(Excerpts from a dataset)
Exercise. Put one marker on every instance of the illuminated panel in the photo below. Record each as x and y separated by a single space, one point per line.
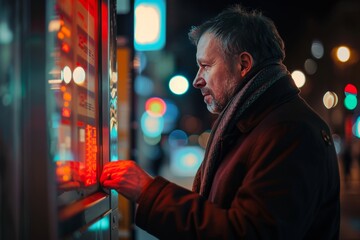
75 114
90 156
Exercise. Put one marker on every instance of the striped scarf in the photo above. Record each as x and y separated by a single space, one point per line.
255 83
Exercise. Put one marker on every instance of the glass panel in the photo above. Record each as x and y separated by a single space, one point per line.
74 110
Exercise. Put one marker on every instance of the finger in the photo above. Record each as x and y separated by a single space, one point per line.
111 184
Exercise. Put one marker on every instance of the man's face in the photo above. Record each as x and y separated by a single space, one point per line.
214 77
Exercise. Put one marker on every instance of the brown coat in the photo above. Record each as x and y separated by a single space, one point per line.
278 179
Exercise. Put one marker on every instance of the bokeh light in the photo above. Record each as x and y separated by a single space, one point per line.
178 85
317 49
299 78
330 99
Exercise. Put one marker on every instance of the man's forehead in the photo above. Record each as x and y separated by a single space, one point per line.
207 44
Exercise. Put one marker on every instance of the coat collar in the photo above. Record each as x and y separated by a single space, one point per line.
284 90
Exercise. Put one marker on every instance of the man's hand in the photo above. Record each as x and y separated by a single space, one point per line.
126 177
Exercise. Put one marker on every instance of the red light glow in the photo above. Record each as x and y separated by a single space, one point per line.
90 155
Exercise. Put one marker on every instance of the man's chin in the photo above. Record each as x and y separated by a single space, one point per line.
212 109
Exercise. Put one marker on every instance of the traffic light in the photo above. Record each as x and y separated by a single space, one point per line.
350 101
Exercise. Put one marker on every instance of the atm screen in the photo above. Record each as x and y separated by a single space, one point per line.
75 95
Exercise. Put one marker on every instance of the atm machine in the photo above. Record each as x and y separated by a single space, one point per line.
58 122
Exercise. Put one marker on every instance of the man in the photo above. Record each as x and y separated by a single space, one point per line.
270 168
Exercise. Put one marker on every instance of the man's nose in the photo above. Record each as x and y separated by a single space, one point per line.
199 81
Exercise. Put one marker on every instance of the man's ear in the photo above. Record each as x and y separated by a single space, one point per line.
245 62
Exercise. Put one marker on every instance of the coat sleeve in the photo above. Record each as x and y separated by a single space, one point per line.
278 198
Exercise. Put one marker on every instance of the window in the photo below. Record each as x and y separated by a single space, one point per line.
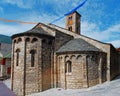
70 18
27 39
32 52
19 39
34 40
17 56
68 67
70 28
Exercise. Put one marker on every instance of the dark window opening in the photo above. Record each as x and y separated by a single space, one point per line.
70 28
17 56
27 39
32 52
34 40
68 67
70 18
19 40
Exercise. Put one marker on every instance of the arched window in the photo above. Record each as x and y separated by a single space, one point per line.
27 39
19 39
34 40
17 56
32 52
68 67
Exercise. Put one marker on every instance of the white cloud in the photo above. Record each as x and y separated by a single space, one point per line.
1 9
13 29
116 43
111 34
21 3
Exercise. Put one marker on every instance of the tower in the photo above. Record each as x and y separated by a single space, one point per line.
73 22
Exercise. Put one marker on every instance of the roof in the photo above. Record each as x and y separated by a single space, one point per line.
5 50
77 45
35 31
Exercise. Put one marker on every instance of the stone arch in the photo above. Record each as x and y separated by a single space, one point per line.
73 58
34 40
15 41
19 40
79 56
79 59
68 66
17 56
66 58
32 52
44 41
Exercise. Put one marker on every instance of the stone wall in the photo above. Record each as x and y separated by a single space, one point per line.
87 70
114 63
25 78
61 39
47 55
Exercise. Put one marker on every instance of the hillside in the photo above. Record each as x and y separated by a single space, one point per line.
5 39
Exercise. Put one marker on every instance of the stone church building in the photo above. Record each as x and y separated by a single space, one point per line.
48 56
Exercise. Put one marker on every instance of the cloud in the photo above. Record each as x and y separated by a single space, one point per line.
13 29
111 34
116 43
1 9
21 3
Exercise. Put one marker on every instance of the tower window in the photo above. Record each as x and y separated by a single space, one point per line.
68 67
70 28
70 18
17 56
32 52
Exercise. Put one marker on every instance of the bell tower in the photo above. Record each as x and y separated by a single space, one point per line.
73 22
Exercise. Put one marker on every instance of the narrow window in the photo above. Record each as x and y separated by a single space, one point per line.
17 56
68 67
32 52
70 28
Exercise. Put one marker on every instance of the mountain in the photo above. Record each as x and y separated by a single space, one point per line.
5 39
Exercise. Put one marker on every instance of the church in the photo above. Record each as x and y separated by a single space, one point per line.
48 56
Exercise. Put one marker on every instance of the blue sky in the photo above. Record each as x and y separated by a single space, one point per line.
100 18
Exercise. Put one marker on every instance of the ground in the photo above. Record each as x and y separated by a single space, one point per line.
106 89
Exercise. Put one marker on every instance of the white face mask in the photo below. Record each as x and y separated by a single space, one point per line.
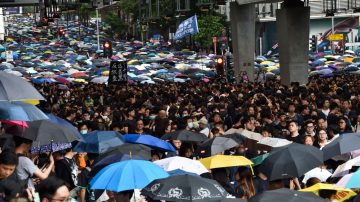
83 131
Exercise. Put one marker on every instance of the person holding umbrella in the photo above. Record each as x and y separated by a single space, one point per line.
26 168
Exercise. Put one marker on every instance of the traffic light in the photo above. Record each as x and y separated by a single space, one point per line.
230 73
61 32
313 44
107 48
219 65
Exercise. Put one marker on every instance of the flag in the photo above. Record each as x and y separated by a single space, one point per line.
186 28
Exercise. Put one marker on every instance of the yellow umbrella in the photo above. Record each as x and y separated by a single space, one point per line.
33 102
223 161
341 194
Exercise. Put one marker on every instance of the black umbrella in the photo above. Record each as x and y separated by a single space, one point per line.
44 132
286 195
185 188
343 144
216 145
15 88
292 160
185 135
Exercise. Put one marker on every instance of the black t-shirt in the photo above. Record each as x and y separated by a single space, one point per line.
66 169
10 187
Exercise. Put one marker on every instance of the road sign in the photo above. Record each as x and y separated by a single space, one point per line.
118 72
336 37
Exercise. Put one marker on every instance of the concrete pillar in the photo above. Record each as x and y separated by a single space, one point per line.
293 34
243 38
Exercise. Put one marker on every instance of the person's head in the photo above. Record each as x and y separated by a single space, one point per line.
22 145
53 189
309 126
322 123
293 127
312 181
177 144
322 135
308 140
139 124
8 163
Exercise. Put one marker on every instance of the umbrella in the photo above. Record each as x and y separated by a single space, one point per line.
292 160
127 175
343 144
185 135
341 193
185 188
15 88
20 111
150 141
217 145
285 195
274 142
321 174
44 132
181 163
354 180
345 167
224 161
99 142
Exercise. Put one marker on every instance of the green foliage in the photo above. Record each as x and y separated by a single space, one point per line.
116 24
209 26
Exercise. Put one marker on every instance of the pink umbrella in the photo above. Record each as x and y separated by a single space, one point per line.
18 123
62 80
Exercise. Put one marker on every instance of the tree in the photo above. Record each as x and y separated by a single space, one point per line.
209 26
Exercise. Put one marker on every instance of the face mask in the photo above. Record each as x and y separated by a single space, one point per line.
83 131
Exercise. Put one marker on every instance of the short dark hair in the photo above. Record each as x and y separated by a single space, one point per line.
48 187
8 157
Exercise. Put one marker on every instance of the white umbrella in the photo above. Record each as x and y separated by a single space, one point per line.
274 142
344 168
182 163
321 174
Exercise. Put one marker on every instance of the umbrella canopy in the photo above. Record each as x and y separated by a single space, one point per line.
344 168
100 142
341 193
182 163
150 141
20 111
216 145
292 160
15 88
127 175
224 161
185 188
185 135
44 132
285 195
343 144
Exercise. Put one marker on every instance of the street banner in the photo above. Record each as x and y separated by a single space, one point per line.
118 72
186 28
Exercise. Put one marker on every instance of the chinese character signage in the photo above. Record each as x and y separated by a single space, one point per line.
118 72
186 28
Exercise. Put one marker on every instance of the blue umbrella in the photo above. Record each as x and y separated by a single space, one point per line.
181 172
127 175
63 122
100 142
20 111
150 141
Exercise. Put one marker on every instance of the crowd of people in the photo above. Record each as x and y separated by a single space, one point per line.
313 114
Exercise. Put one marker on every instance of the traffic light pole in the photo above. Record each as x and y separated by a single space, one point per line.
97 27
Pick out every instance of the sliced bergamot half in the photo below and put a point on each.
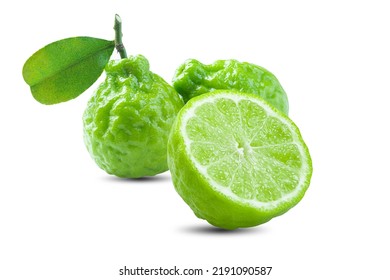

YOUR OBJECTIVE
Set the pictures aside and restate word for word only the lines from the line containing "Exercise. Put one marker on every instance of the white umbrella" through the end of the entries above, both included.

EXERCISE OUTPUT
Exercise. Put one marker on every instance of the white umbrella in the photo above. Record each as x and y separated by a single space, one point per line.
274 142
344 168
182 163
321 174
Exercise. Put one marker on every instance of the umbrella canopy in the photo above. Record each as x and y separated by a single space, one point per line.
344 168
100 142
341 193
182 163
150 141
20 111
216 145
292 160
15 88
127 175
224 161
185 188
185 135
44 132
285 195
343 144
Exercise. Put one marker on every instance of the street banner in the photo above. Record each as x and y separated by a single space, one point per line.
118 72
186 28
Exercise. Put one marker on every instance of the chinese character signage in the photo above. Record each as x and y separated by a single space, one point per line.
118 72
186 28
Exercise. Put one marker on every instance of the blue umbrella in the photo above. Record each as x and y separated by a single space, one point per line.
181 172
127 175
63 122
100 142
20 111
150 141
Exercise. Put one marker on every instance of the crowd of people in the photo above. Record each as x and y separated by a single space, one point per line.
313 114
Exercise. Put one marker on every instance of the traffic light pole in the photo above. Record each as x and y separated by a single space, one point per line.
97 27
Pick out every instance of the sliced bergamot half in the photo below and put a point on each.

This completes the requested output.